### Task to carry out
Repeat the listing in full, preserving every character.
— START OF Data in this exercise —
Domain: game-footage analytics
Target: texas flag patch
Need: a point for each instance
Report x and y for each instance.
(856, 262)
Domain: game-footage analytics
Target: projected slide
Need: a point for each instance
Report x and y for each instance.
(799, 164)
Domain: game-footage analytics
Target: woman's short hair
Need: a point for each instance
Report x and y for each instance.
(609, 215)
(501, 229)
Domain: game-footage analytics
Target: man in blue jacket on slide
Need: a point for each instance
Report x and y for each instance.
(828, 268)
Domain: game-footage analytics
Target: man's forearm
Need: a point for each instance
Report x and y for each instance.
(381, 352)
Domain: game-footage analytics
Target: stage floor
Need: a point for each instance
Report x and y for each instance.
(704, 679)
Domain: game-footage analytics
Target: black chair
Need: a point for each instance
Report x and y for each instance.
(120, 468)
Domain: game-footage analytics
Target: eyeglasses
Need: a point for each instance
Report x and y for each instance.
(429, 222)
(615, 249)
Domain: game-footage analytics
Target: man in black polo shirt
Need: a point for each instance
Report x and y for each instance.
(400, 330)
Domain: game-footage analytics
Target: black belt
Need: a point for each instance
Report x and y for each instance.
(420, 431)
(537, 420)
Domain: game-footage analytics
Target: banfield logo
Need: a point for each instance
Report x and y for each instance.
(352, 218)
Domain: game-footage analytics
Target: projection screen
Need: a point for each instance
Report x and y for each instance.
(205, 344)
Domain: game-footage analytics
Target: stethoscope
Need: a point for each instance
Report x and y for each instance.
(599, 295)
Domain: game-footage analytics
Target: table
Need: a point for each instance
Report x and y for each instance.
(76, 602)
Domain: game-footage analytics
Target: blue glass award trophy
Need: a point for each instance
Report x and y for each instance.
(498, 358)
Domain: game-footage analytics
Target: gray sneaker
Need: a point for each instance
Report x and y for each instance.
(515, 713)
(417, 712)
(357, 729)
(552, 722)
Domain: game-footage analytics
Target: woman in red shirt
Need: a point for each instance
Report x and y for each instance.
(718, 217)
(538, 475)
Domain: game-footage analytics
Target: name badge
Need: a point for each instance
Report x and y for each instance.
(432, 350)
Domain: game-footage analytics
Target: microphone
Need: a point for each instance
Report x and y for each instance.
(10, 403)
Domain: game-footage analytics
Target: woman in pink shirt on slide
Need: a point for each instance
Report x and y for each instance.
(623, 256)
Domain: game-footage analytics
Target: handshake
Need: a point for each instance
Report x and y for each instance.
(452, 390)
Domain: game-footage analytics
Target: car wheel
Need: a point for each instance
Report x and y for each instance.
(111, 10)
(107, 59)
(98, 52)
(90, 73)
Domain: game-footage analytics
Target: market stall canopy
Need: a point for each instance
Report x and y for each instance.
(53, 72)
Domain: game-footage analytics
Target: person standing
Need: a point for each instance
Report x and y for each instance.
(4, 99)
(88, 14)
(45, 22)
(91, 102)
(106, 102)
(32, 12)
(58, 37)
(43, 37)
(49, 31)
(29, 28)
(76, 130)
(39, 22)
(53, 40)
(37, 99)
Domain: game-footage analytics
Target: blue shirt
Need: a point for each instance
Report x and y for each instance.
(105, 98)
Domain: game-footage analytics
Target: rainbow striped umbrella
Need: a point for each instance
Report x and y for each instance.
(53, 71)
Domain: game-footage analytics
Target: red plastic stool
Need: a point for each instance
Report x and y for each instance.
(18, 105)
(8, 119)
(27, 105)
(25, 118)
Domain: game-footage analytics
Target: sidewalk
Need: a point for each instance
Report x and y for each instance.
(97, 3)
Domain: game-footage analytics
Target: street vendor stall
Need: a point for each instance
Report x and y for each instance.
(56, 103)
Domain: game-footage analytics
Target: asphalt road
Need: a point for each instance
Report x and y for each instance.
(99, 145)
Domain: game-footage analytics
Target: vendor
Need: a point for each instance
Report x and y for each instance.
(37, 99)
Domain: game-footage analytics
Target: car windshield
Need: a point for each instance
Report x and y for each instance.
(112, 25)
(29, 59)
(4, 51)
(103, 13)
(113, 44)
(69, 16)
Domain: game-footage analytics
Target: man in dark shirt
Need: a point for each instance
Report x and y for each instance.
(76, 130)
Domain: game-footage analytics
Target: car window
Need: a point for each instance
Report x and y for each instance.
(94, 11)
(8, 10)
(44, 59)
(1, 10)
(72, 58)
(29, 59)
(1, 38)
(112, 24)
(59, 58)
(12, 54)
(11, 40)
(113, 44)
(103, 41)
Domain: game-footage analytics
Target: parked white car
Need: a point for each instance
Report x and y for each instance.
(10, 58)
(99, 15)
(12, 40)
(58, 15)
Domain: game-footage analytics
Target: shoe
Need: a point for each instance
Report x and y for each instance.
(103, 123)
— END OF Data in this exercise —
### Solution to the problem
Domain: game-footage analytics
Target: texas flag patch
Need: a point for each instance
Report x and y for each instance.
(856, 262)
Domain: game-footage analytics
Target: projected slide
Need: a point for each instance
Report x and y for each instance.
(799, 164)
Domain: game-footage analytics
Target: woman's short hair
Need: a point for each instance
Report x and y for each instance.
(609, 215)
(501, 229)
Domain: game-footage analytics
Target: man in blue jacket on slide
Need: a point for each instance
Report x and y for each instance.
(828, 268)
Domain: game-footage analytics
Target: man's forearm
Need: a point for each instance
Report x and y for each instance.
(381, 352)
Domain: game-footage analytics
Target: stage floor
Need: a point for each instance
Report x and y for each instance.
(704, 679)
Domain: game-footage analytics
Target: black chair
Need: a point for each instance
Report x and y for each instance.
(120, 468)
Domain: game-footage analytics
Target: eyeglasses
Need: a point for each instance
Report x and y for each instance.
(429, 222)
(615, 249)
Domain: game-footage analytics
Target: man in black polo shirt
Need: a point for each instance
Report x and y for each instance.
(400, 330)
Domain: game-footage analytics
Target: black belt
Need: a point for each instance
Report x and y for each instance.
(420, 431)
(537, 420)
Domain: game-footage analytics
Target: banfield logo
Need: a point for each instance
Report x and y for each instance.
(352, 218)
Domain: game-footage analytics
Target: projection screen
Need: a point for each instance
Report x and y for each instance.
(205, 344)
Domain: game-footage analytics
Target: stethoscope
Need: a point for each instance
Report x and y for each instance.
(599, 295)
Domain: game-footage analytics
Target: table
Need: a point for each instance
Report x and y for each instance.
(76, 602)
Domain: game-footage analytics
Target: blue glass award trophy
Need: a point for each instance
Report x and y for each instance.
(498, 358)
Domain: game-footage analytics
Target: gray sneaker
Need: a point for each instance
Report x and y for each instance.
(515, 713)
(417, 712)
(357, 729)
(552, 722)
Domain: game-footage analytics
Target: woman in red shirt
Need: a point for each instance
Report x and y for each instance.
(718, 217)
(538, 475)
Domain: game-footage analytics
Target: name badge
Need: a point for each instance
Report x and y for each instance.
(432, 350)
Domain: game-footage analytics
Target: microphone
Need: a point for each instance
Report x and y for each instance.
(10, 403)
Domain: game-footage analytics
Target: woman in pink shirt on slide
Need: a point for each instance
Report x and y for each instance.
(623, 256)
Domain: game-footage analytics
Target: handshake
Need: a point for each instance
Report x and y for each instance.
(452, 390)
Domain: game-footage analytics
Target: car wheel
Need: a point for each instance
Report x and y for each instance.
(111, 10)
(107, 59)
(98, 52)
(90, 73)
Domain: game-footage analytics
Target: market stall canopy
Need: a point for each instance
Report x and y for each instance.
(53, 72)
Domain: game-footage analytics
Target: person standing
Need: a point for each instance
Report x and y for each instance.
(4, 99)
(88, 14)
(45, 22)
(91, 102)
(106, 102)
(32, 12)
(58, 37)
(43, 37)
(49, 31)
(29, 28)
(76, 130)
(39, 22)
(53, 40)
(37, 99)
Domain: game-footage analytics
Target: blue shirt
Need: a point for each instance
Report x and y for each instance.
(105, 98)
Domain: game-footage analytics
Target: rainbow striped umbrella
Need: a point for each instance
Report x and y for each instance.
(53, 71)
Domain: game-footage analytics
Target: red plastic stool
Need: a point for each instance
Report x and y for each instance.
(18, 105)
(8, 119)
(27, 105)
(25, 118)
Domain: game-footage analytics
Target: sidewalk
Need: a point for each instance
Report x and y for each instance.
(97, 3)
Domain: game-footage analytics
Target: street vendor stall
Need: a point for each instance
Report x and y for each instance.
(56, 103)
Domain: game-footage analytics
Target: asphalt road
Need: a point for each instance
Report x and y for each instance.
(99, 145)
Domain: game-footage analytics
Target: vendor
Need: a point for each instance
Report x and y for each instance.
(37, 99)
Domain: game-footage analytics
Target: car windshield
Need: a point for each instance
Report x and y for each instance.
(112, 25)
(29, 59)
(4, 51)
(103, 13)
(113, 44)
(69, 16)
Domain: game-footage analytics
Target: man in dark shirt
Need: a point for each instance
Report x and y for each instance.
(76, 130)
Domain: game-footage analytics
Target: car window
Need: a point for each instance
Report x and y for each instance.
(94, 11)
(8, 10)
(44, 59)
(1, 10)
(72, 58)
(29, 59)
(1, 38)
(112, 24)
(59, 58)
(12, 54)
(11, 40)
(113, 44)
(103, 41)
Domain: game-footage analytics
Target: parked white car
Need: a point for each instance
Report x and y for each instance.
(10, 58)
(99, 15)
(12, 40)
(58, 15)
Domain: game-footage analytics
Target: shoe
Need: a point for each instance
Report x and y for each instance.
(103, 123)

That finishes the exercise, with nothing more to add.